:: Available data ::

================================

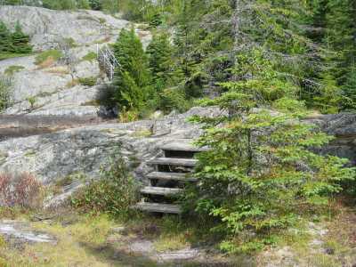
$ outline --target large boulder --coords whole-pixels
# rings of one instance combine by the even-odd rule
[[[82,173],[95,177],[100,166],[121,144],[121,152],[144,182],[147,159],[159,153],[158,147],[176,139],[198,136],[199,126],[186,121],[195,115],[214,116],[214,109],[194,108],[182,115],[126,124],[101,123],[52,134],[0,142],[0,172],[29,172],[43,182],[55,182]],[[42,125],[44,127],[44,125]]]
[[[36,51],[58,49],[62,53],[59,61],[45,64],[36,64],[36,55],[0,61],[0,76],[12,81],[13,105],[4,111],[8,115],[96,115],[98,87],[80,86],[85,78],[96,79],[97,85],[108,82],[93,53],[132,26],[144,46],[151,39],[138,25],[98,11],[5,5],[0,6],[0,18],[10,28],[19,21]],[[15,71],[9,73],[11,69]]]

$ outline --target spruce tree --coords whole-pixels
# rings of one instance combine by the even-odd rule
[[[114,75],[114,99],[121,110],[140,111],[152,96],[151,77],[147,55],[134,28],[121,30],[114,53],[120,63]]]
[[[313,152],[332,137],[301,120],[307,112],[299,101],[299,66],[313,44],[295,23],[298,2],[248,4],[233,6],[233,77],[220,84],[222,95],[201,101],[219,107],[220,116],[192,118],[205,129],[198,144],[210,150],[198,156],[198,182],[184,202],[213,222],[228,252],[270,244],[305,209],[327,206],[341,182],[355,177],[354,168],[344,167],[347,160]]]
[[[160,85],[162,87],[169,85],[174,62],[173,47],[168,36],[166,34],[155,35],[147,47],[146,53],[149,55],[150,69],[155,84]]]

================================

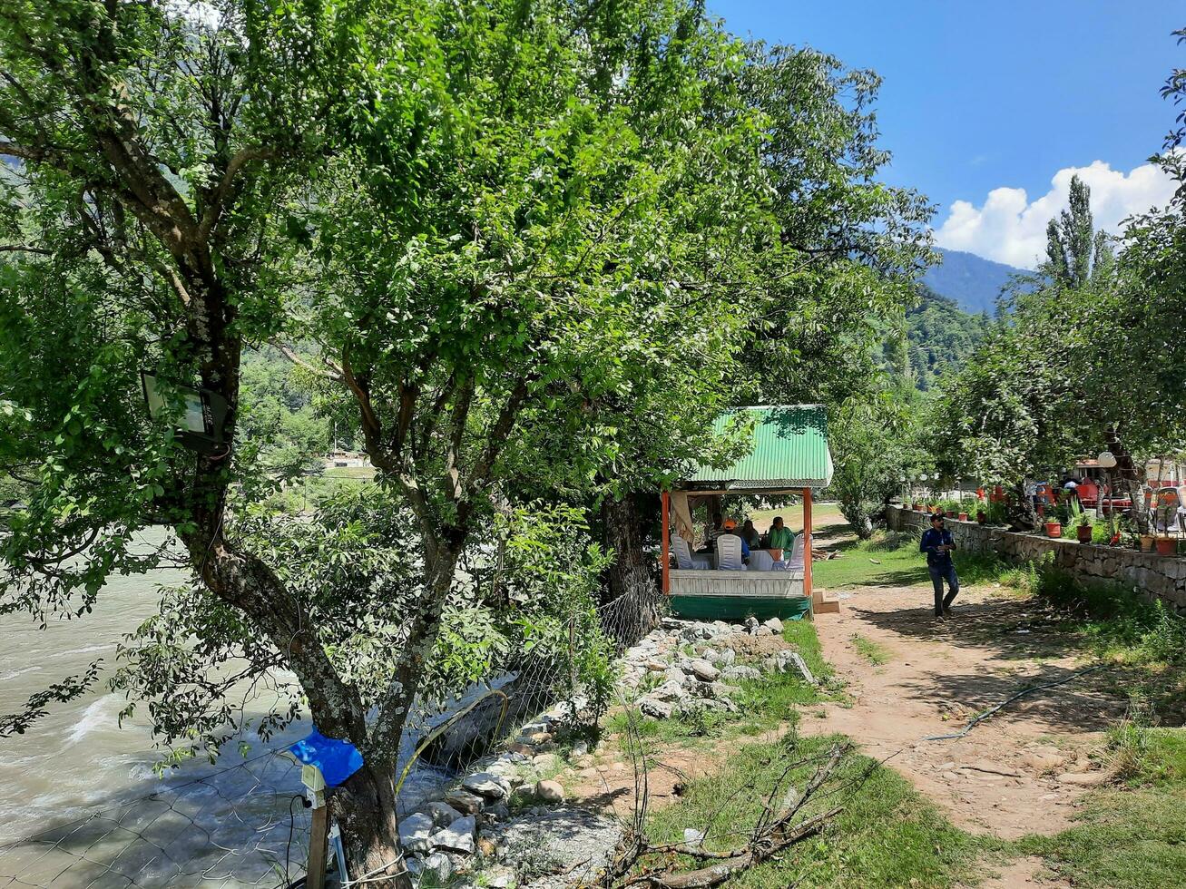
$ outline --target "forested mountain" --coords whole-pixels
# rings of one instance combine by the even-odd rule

================================

Copy each line of the material above that contains the string "pixels", treating uppercase and lowercase letters as distinct.

:: Solution to this task ::
$ outline --target large boulder --coords whole-pixels
$ outline --target spruce tree --coords whole-pixels
$ outline --target "forested mountain" --coords whole-pixels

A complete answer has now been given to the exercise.